» **BRANO FORNITO**
Qui emerge la domanda centrale del libro: cos’è, in fondo, la vera gloria? E cosa la distingue dalla celebrità, dalla notorietà, le parole chiave del nostro tempo? E che ruolo giocano i media in questo colossale equivoco? Forse, dice Ottieri citando Gabriel Tarde, è necessario che ci sia qualcosa che va oltre la fama: «A differenza della semplice notorietà o celebrità che può investire individui privi di meriti personali, eredi, portatori di caratteristiche fisiche eccezionali, vittime di catastrofi, la gloria è per il sociologo francese una notorietà degna di ammirazione». Vero: ma quanto è fragile oggi l’ammirazione? Quanto dura? Di quanta forza (e soprattutto, di quali valori) dispone per radicarsi nella coscienza delle persone?

» **ELENCO**

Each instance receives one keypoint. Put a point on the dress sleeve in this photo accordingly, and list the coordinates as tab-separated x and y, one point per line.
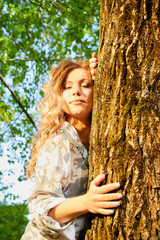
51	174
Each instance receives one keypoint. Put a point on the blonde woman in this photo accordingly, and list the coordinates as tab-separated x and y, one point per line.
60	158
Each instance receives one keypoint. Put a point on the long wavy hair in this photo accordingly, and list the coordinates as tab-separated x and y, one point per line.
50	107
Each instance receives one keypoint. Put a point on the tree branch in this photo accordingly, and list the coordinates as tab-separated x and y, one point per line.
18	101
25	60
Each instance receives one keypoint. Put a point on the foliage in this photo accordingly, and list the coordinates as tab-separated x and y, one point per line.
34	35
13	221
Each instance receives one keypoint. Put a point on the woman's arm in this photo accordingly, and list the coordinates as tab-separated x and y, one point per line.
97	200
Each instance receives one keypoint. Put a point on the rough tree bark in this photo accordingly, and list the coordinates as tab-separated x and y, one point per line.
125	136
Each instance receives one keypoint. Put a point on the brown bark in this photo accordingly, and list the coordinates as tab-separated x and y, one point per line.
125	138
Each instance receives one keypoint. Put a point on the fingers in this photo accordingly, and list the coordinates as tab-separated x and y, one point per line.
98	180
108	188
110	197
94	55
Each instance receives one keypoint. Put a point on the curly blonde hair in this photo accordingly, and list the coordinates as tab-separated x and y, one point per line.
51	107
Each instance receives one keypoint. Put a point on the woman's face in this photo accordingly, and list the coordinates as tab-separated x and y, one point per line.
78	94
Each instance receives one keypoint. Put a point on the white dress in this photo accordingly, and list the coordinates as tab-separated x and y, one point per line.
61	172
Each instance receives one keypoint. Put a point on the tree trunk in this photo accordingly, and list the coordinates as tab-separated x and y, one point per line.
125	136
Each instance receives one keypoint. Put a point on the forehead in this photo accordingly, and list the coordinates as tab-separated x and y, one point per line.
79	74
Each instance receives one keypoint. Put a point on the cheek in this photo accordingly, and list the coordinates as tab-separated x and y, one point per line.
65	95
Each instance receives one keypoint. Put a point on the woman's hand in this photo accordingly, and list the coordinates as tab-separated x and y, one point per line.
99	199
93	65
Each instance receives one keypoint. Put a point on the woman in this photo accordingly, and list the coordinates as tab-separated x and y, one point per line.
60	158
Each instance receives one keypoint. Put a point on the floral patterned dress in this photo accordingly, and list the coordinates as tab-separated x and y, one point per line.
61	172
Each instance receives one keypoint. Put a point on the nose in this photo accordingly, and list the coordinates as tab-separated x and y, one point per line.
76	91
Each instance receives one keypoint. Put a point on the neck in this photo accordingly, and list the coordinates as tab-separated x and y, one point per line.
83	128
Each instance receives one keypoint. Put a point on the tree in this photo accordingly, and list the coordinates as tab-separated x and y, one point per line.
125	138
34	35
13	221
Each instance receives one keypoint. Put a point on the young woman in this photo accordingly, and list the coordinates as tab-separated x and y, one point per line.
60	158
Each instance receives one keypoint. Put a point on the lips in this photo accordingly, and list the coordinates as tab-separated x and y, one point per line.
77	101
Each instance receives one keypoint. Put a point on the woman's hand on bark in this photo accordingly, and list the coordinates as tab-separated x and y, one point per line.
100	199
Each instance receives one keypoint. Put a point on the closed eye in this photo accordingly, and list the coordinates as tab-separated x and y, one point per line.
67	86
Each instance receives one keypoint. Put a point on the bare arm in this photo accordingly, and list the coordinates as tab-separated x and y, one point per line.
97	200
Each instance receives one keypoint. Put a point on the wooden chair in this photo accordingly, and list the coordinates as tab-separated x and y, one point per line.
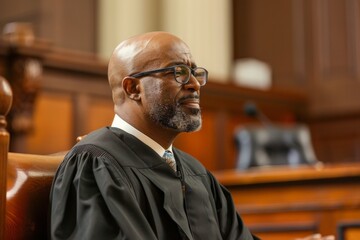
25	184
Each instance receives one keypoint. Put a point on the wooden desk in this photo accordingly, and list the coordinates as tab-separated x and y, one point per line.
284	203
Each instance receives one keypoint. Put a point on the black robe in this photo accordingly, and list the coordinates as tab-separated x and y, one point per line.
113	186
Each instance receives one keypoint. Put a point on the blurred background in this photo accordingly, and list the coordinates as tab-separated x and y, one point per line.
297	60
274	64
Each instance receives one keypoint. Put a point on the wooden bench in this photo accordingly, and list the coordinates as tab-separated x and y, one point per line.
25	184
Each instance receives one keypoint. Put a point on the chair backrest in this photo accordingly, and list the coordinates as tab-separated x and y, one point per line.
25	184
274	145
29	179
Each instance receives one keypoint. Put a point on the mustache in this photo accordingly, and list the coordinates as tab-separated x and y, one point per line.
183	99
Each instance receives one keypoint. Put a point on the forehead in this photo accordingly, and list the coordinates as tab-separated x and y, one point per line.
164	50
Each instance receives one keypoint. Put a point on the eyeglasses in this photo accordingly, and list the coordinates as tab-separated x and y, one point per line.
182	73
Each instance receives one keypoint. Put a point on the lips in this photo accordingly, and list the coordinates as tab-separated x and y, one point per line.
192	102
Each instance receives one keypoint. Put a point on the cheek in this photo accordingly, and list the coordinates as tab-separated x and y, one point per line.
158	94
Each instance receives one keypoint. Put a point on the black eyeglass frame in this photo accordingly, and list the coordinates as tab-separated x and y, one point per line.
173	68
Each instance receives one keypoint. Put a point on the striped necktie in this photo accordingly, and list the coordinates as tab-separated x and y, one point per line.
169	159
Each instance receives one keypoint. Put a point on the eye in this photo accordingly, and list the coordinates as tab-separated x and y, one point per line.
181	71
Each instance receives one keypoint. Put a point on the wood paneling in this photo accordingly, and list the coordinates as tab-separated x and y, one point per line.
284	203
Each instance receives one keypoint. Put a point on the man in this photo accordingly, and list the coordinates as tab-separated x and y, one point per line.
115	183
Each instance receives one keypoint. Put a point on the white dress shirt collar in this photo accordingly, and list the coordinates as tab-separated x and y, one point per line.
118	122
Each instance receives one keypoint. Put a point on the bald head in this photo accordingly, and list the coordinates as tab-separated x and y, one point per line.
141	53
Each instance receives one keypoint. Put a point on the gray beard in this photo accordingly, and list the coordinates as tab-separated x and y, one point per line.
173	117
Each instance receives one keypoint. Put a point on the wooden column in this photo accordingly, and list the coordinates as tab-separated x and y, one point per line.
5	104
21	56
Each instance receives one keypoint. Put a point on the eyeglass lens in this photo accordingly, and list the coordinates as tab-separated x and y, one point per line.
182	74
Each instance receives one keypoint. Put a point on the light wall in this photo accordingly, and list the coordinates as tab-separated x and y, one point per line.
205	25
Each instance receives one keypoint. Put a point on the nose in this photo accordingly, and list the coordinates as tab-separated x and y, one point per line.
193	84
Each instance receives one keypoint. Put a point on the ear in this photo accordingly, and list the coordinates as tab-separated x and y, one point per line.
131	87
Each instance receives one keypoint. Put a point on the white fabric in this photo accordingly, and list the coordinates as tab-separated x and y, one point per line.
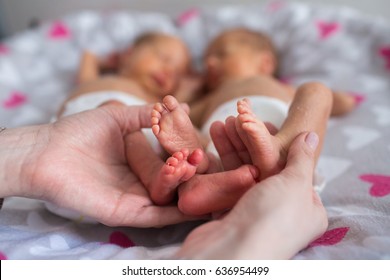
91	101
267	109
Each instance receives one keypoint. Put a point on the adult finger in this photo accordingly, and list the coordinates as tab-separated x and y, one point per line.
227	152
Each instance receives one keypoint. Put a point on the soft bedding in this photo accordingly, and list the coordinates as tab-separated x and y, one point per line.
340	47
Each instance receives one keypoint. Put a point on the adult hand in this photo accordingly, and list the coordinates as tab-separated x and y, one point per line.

» **ESERCIZI DA SVOLGERE**
1. Riscriva la parte del brano fornito che comincia con "Qui emerge la" e prosegue fino a "coscienza delle persone?", sostituendo "gloria" con "grandezza".
2. Traduca in inglese questa frase del brano fornito: «E che ruolo giocano i media in questo colossale equivoco?»

» **RISPOSTE AGLI ESERCIZI**
1.
Qui emerge la domanda centrale del libro: cos’è, in fondo, la vera grandezza? E cosa la distingue dalla celebrità, dalla notorietà, le parole chiave del nostro tempo? E che ruolo giocano i media in questo colossale equivoco? Forse, dice Ottieri citando Gabriel Tarde, è necessario che ci sia qualcosa che va oltre la fama: «A differenza della semplice notorietà o celebrità che può investire individui privi di meriti personali, eredi, portatori di caratteristiche fisiche eccezionali, vittime di catastrofi, la grandezza è per il sociologo francese una notorietà degna di ammirazione». Vero: ma quanto è fragile oggi l’ammirazione? Quanto dura? Di quanta forza (e soprattutto, di quali valori) dispone per radicarsi nella coscienza delle persone?

2. And what role do the media play in this colossal misunderstanding?